Tumor antigens can be classified into different categories: self-antigens, tissue differentiation antigens, and neoantigens derived from mutated self-proteins. Whether and to what extent spontaneous immune responses against self-antigens have an impact on tumor growth is still being evaluated [4]. In contrast, there is compelling evidence that supports the concept that neoantigens represent a promising target for cancer vaccination [5]. Cancer neoantigens are present exclusively in tumor cells and not in normal cells and have been shown to play a significant role in recognition and killing of tumor cells by CD8 and CD4 T-cell mediated immune responses [6].

The advent of next generation sequencing (NGS) has unveiled the mutational spectra of human tumors highlighting the fact that the total number of somatic mutations may vary considerably with tumor histology and from patient to patient. The results obtained indicate single nucleotide variants (SNVs) as the major source of mutations generating neoantigens, with insertion/deletion mutations (indels) generating a frame shift peptide (FSP) being a second source, though less frequent [7]. However, indels, different from SNVs, encode in many cases a relatively long neo-antigenic amino acid sequence and are expected to be particularly immunogenic because of their reduced similarity with “self” proteins [8], even if relatively rare FSPs should be considered in addition to SNVs, for vaccine design.

::::

- [CHECK YOUR UNDERSTANDING]
(a) Decide whether each statement agrees with the passage on tumor antigens, answering yes or no and quoting the words that decide it: (i) single nucleotide variants are the major source of mutations generating neoantigens; (ii) cancer neoantigens are found in both tumor cells and normal cells; (iii) the effect of spontaneous immune responses against self-antigens on tumor growth is fully established.
(b) According to the passage on tumor antigens, which T-cell mediated immune responses recognize and kill tumor cells through cancer neoantigens?
(c) Rewrite the passage on tumor antigens from "Tumor antigens can" up to and including "immune responses [6].", replacing "self-antigens" with "autoantigens".
The records come from a separate source unrelated to the passage on tumor antigens.

Excerpts from a dataset:
::::

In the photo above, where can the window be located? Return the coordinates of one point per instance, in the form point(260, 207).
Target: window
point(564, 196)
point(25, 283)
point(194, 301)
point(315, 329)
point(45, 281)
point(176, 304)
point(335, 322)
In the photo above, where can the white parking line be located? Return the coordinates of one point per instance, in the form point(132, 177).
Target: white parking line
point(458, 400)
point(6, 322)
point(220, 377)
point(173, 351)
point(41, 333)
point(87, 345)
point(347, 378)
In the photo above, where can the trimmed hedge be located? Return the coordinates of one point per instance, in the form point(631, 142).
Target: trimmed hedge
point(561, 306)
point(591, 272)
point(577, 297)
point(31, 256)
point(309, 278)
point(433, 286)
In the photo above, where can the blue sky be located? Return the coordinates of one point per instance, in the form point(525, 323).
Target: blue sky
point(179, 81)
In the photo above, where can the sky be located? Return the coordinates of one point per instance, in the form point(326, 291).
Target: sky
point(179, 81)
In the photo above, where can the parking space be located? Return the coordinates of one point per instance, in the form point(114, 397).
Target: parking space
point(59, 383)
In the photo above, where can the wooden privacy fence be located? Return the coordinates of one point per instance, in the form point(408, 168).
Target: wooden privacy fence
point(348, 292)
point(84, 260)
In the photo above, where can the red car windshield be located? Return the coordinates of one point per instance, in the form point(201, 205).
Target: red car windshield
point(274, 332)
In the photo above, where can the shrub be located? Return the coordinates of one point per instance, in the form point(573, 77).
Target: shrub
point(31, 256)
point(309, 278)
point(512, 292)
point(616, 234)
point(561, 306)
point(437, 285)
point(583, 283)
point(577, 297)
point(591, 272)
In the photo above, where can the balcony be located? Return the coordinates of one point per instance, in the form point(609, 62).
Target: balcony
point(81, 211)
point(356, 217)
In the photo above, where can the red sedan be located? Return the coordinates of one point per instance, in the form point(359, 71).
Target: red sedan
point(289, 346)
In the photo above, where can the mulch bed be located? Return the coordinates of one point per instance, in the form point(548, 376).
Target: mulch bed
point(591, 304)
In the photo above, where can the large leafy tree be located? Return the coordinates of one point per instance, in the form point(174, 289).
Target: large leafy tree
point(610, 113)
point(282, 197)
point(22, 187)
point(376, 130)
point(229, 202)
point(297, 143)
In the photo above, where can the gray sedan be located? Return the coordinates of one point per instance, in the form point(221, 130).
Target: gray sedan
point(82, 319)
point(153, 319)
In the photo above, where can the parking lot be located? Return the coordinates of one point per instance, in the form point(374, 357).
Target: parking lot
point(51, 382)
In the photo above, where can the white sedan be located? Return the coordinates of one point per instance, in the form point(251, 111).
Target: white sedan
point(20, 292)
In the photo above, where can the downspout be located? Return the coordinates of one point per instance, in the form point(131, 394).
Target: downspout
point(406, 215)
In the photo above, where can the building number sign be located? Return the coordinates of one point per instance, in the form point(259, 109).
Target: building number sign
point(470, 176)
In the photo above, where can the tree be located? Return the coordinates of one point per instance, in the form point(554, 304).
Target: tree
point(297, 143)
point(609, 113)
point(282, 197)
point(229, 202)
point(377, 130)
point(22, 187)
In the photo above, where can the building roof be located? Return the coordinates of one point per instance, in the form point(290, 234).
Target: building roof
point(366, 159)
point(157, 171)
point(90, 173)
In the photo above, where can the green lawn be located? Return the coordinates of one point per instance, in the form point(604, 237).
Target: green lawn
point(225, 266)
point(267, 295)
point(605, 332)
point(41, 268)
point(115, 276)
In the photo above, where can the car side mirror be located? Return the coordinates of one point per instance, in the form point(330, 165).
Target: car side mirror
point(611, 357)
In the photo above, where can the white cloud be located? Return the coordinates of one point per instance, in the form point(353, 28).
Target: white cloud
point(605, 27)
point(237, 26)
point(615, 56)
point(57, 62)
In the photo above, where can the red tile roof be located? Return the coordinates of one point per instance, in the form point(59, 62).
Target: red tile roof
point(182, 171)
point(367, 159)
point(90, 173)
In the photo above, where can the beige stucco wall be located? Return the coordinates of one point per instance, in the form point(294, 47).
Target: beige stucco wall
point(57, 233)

::::

- [SOLUTIONS BELOW]
(a)
(i) Yes: "single nucleotide variants (SNVs) as the major source of mutations generating neoantigens"
(ii) No: "present exclusively in tumor cells and not in normal cells"
(iii) No: "is still being evaluated"

(b) CD8 and CD4 T-cell mediated immune responses.

(c)
Tumor antigens can be classified into different categories: autoantigens, tissue differentiation antigens, and neoantigens derived from mutated self-proteins. Whether and to what extent spontaneous immune responses against autoantigens have an impact on tumor growth is still being evaluated [4]. In contrast, there is compelling evidence that supports the concept that neoantigens represent a promising target for cancer vaccination [5]. Cancer neoantigens are present exclusively in tumor cells and not in normal cells and have been shown to play a significant role in recognition and killing of tumor cells by CD8 and CD4 T-cell mediated immune responses [6].